[Dataset entries]
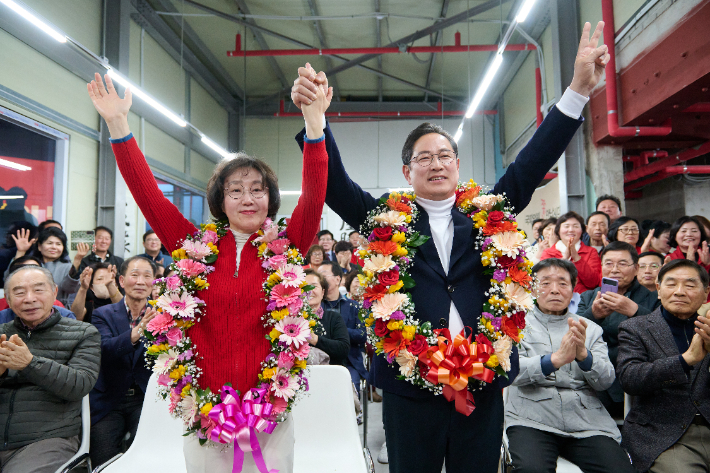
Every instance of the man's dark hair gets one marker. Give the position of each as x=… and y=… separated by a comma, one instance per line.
x=652, y=253
x=620, y=246
x=685, y=263
x=568, y=216
x=558, y=263
x=335, y=267
x=227, y=167
x=418, y=132
x=106, y=229
x=598, y=212
x=146, y=234
x=325, y=232
x=22, y=261
x=604, y=197
x=682, y=221
x=126, y=263
x=343, y=246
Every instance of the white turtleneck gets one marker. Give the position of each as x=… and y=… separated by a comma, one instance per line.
x=442, y=232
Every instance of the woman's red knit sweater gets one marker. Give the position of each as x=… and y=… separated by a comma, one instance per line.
x=230, y=335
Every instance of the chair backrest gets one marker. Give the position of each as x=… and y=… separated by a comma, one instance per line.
x=325, y=427
x=157, y=431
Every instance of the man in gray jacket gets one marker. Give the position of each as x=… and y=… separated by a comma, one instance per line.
x=552, y=408
x=48, y=363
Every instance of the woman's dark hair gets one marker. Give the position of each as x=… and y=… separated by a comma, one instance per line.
x=559, y=263
x=568, y=216
x=53, y=232
x=682, y=221
x=418, y=132
x=614, y=229
x=312, y=250
x=323, y=281
x=215, y=187
x=621, y=246
x=16, y=227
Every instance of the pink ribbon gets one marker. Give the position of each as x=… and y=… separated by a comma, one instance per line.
x=239, y=422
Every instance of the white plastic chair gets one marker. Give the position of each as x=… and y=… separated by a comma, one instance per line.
x=82, y=455
x=158, y=442
x=325, y=427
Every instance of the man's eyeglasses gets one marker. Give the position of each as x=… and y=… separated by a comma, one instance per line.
x=237, y=192
x=425, y=159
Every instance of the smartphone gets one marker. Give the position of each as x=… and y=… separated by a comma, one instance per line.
x=609, y=285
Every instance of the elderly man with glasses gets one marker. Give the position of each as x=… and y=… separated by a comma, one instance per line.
x=609, y=309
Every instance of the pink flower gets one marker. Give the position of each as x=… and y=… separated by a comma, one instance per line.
x=275, y=262
x=190, y=268
x=286, y=359
x=279, y=246
x=196, y=249
x=174, y=336
x=294, y=330
x=161, y=323
x=283, y=296
x=209, y=237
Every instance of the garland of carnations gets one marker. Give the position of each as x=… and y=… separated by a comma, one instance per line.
x=435, y=359
x=223, y=417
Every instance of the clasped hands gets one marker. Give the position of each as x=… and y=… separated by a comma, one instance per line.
x=572, y=346
x=14, y=354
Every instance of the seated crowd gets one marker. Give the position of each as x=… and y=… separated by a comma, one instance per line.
x=619, y=310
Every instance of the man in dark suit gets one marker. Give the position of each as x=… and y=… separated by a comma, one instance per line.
x=663, y=361
x=117, y=398
x=424, y=430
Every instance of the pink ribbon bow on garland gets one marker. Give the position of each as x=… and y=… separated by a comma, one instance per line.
x=240, y=421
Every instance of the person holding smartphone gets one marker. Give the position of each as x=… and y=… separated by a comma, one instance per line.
x=619, y=297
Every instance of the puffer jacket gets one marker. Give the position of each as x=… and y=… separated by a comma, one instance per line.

◆ Work instruction
Would you print all the entries again exactly, minus any pictures?

◆ Output of the exercise
Every instance of the man's dark hair gets one marker. Give the position of each as x=… and y=… separated by a comma, one instance per line.
x=652, y=253
x=620, y=246
x=685, y=263
x=568, y=216
x=558, y=263
x=335, y=267
x=227, y=167
x=418, y=132
x=106, y=229
x=598, y=212
x=146, y=234
x=325, y=232
x=22, y=261
x=604, y=197
x=682, y=221
x=126, y=263
x=343, y=246
Every instance of the white turtleneck gets one marker. Give the position of each as x=… and y=… separated by a comma, one instance per line.
x=442, y=232
Every instance of the woman's red knit sweater gets one marker. Give the position of each as x=… and y=… separated by a comma, one instance per line.
x=230, y=335
Every instance of the chair backrest gets one marker. Give the position of each as x=… and y=… separated by a comma, one instance per line.
x=325, y=427
x=157, y=431
Every instance of the man in gray jacket gets one marker. Give the position of each as x=… and y=… separated by a comma, one instance per line.
x=552, y=408
x=48, y=363
Every instance of the woman's dark hair gets one marker. Give the position of each as x=… and y=… separated by a comma, one instance per line.
x=559, y=263
x=568, y=216
x=53, y=232
x=682, y=221
x=418, y=132
x=614, y=229
x=312, y=250
x=323, y=281
x=215, y=187
x=621, y=246
x=16, y=227
Every instance of the pink ribbon gets one marker. Give the position of each as x=… and y=… separated by a comma, one instance per line.
x=239, y=422
Every instance of the white plastic chair gets one marker. Give the position of each as x=… and y=… separated by a comma, one instance per line.
x=82, y=455
x=158, y=442
x=325, y=427
Every instance of the man's eyeglasses gets one marker. Give the position of each as x=… and y=… separated by a comma, one instance per line.
x=237, y=192
x=425, y=159
Every instance of the smartphone gets one marker. Give the position of each as x=… and y=… separated by a comma, one instance per line.
x=609, y=285
Every instance of the elderly man with glasses gets one marker. Give the position of each as x=… and y=… separated by a comma, one instance per line.
x=609, y=309
Every instance of the pink flower gets one marker. Give the position of each as x=… and y=… separated by a comma, one instance per line.
x=275, y=262
x=190, y=268
x=286, y=359
x=279, y=246
x=196, y=249
x=174, y=336
x=294, y=330
x=161, y=323
x=283, y=296
x=209, y=237
Every instance of the garland of carnations gets one marker. Give the position of each as x=… and y=… separated by a comma, one instance per line.
x=435, y=359
x=223, y=417
Every instance of the clasped hands gets one marker. Give the position of each as x=… and y=… separated by a comma, one instance per line.
x=572, y=346
x=14, y=354
Every instance of the seated crowd gets one marker. Give the position of each as x=… and y=… separated by a comma, one instance per line.
x=619, y=310
Every instance of the man in dark suit gets one marker. Give the position of each as x=… and y=… separated by a comma, one instance per line.
x=663, y=361
x=117, y=398
x=424, y=430
Every instance of the pink ribbon bow on garland gets one marker. Give the position of each as x=… and y=… separated by a comma, one instance per line.
x=240, y=421
Every instance of the person holding smartphone gets one marker. Give the position of each as x=… and y=… separated by a comma, one instance per line.
x=619, y=297
Every instance of the puffer jacket gets one marker. Give the position of each as x=… and y=… separated by a comma, one instance per line.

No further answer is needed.